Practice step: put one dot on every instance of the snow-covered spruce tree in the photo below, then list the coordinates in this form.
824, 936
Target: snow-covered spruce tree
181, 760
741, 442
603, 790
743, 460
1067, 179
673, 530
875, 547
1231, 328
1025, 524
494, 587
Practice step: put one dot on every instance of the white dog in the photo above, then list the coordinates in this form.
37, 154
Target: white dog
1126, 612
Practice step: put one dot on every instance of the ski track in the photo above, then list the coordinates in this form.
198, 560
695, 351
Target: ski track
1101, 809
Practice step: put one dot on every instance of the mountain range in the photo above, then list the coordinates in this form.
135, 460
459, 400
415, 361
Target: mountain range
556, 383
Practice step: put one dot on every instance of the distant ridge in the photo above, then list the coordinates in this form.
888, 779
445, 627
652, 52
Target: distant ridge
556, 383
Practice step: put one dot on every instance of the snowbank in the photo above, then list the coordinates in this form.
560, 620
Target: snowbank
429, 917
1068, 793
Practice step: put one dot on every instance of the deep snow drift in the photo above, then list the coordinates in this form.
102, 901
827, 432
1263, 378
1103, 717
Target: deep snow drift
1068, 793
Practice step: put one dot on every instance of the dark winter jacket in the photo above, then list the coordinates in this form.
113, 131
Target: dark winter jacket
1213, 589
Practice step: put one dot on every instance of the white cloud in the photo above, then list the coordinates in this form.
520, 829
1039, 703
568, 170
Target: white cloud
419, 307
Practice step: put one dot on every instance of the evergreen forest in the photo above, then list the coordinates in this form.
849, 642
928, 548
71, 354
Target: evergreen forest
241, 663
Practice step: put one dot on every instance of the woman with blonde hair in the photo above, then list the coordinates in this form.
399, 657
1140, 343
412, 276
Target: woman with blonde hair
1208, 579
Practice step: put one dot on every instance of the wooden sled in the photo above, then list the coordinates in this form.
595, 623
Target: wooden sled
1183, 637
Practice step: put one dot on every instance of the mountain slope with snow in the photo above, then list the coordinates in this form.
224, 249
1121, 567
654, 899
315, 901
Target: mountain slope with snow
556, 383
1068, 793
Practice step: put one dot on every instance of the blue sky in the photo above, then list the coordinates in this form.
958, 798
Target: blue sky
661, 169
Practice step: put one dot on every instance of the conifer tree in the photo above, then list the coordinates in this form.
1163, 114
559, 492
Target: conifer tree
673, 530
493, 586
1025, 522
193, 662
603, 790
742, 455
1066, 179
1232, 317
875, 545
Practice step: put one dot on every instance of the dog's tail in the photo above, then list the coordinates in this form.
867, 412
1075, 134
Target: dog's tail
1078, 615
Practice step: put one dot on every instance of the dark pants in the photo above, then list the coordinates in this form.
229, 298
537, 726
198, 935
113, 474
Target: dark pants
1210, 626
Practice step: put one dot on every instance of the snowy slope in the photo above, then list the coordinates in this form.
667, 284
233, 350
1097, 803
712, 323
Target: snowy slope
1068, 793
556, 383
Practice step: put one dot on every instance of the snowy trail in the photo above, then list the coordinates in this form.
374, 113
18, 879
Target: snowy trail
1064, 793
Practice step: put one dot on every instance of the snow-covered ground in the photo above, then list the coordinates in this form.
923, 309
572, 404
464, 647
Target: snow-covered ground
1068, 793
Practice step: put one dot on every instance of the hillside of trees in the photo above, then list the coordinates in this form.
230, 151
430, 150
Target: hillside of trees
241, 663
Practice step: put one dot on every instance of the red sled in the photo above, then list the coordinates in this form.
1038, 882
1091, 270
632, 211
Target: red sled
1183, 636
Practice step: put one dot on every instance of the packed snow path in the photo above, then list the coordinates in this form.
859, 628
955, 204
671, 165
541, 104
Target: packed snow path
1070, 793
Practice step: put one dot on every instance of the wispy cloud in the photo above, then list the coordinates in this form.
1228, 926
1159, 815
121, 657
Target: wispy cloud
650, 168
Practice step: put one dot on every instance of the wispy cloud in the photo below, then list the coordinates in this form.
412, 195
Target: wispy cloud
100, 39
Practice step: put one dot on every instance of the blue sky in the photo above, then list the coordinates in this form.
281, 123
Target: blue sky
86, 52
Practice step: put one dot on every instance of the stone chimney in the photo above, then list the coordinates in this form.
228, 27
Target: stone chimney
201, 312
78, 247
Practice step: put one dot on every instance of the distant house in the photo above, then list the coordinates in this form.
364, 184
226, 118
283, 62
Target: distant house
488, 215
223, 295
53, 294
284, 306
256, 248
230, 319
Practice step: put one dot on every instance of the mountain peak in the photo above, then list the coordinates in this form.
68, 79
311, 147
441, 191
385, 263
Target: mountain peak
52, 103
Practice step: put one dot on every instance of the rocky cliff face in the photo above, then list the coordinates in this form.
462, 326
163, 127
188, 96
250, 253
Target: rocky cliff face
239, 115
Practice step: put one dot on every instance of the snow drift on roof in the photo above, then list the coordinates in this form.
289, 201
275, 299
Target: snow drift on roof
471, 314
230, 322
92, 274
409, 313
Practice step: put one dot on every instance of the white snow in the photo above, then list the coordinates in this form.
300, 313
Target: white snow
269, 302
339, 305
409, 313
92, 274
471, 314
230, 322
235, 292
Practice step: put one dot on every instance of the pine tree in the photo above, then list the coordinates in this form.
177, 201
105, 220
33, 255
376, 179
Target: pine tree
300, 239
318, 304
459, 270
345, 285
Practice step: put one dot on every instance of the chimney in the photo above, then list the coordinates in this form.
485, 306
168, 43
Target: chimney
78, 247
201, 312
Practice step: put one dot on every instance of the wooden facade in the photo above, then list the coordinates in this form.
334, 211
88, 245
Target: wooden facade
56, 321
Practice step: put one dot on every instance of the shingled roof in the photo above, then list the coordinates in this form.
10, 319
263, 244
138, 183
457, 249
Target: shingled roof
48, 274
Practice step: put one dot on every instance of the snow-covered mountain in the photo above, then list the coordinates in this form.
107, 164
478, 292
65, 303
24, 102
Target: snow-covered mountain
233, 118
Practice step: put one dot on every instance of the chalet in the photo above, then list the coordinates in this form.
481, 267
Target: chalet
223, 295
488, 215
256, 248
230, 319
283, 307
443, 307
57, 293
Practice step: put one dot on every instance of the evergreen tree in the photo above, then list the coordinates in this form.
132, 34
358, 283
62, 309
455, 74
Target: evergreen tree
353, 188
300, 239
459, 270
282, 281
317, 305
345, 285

## TASK TO CARRY OUT:
Search the entries above for the string "below". Copy each line in which it appears.

## YOUR SOLUTION:
Practice step: put one dot on every instance of the snow-covered spruce tree in the photo below, then list the coordinates in this form.
Practice step: put one dot on every instance of the wispy cloud in the photo below, then list the coordinates in this form.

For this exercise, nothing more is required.